The request:
Update the records below so that "thickest part" reads "widest part" wherever it occurs. Keep every other word unchanged.

Rows taken from a dataset
## start
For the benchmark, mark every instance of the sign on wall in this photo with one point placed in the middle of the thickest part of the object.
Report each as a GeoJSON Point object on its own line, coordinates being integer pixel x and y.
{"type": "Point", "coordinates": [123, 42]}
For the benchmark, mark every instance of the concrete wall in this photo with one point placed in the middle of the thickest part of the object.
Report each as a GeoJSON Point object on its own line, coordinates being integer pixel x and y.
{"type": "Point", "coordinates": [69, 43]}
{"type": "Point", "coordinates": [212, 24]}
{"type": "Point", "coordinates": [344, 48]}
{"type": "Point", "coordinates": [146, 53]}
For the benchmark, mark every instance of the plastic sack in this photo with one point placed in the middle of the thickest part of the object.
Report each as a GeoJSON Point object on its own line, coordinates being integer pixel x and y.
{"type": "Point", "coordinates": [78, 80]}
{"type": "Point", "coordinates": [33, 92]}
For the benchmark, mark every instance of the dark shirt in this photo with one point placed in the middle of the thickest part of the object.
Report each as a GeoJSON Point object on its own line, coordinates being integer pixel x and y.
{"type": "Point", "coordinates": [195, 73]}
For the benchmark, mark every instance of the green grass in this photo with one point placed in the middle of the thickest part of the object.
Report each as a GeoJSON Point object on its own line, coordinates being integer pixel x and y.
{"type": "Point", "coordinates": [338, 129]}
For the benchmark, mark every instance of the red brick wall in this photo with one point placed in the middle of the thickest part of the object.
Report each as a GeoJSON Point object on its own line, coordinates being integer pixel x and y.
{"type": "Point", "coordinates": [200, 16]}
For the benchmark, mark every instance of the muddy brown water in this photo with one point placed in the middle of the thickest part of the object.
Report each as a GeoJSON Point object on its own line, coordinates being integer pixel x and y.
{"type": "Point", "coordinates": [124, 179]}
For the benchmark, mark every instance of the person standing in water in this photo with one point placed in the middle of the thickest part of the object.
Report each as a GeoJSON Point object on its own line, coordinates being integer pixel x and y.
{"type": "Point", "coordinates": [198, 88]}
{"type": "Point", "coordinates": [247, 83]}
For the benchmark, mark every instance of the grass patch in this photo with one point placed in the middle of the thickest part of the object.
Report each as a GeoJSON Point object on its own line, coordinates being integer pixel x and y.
## end
Written answer:
For the benchmark, mark every instance of the sign on wall in this photo with one point placed in the middle of the widest part of the object.
Report each as a GeoJSON Point object on its own line, coordinates being integer pixel x and y.
{"type": "Point", "coordinates": [123, 42]}
For the benchmark, mark every instance of the concrete wall in this photo with one point placed in the middle of the widest part of the object.
Report each as a GeoJSON Point object on its own line, coordinates being integer pixel x and y.
{"type": "Point", "coordinates": [69, 43]}
{"type": "Point", "coordinates": [212, 24]}
{"type": "Point", "coordinates": [344, 48]}
{"type": "Point", "coordinates": [146, 53]}
For the benchmark, mark every instance of the plastic sack in this photo with one point placed in the middle of the widest part of the object.
Report each as a GeoJSON Point object on its own line, coordinates being integer pixel x and y.
{"type": "Point", "coordinates": [78, 80]}
{"type": "Point", "coordinates": [33, 92]}
For the benchmark, mark every instance of the dark shirt in this photo with one point placed in the middle of the widest part of the object.
Report each as a GeoJSON Point object on its own line, coordinates being integer pixel x and y.
{"type": "Point", "coordinates": [195, 73]}
For the benchmark, mark every instance of the green grass in this photo with one point placed in the middle of the widest part of the object.
Report each as a GeoJSON Point object on its own line, coordinates being integer pixel x and y.
{"type": "Point", "coordinates": [338, 129]}
For the benchmark, mark every instance of the red brick wall in this photo with one point placed in the middle of the widest part of the object.
Report each as a GeoJSON Point object on its own line, coordinates being integer pixel x and y.
{"type": "Point", "coordinates": [200, 16]}
For the benchmark, mark every instance of the muddy brown water in this photo with one point placed in the middle of the widest part of the object.
Report each as a GeoJSON Point object on its own line, coordinates being integer pixel x and y.
{"type": "Point", "coordinates": [124, 179]}
For the benchmark, mark every instance of the person standing in water in this photo with one point placed in the middle of the widest part of the object.
Report each as a GeoJSON Point object on its own line, coordinates being integer pixel x and y.
{"type": "Point", "coordinates": [198, 88]}
{"type": "Point", "coordinates": [247, 83]}
For the benchmark, mark every instance of the grass patch in this photo with one point placed in the middle of the widest part of the object.
Report each as a GeoJSON Point object on its own line, coordinates being integer pixel x and y.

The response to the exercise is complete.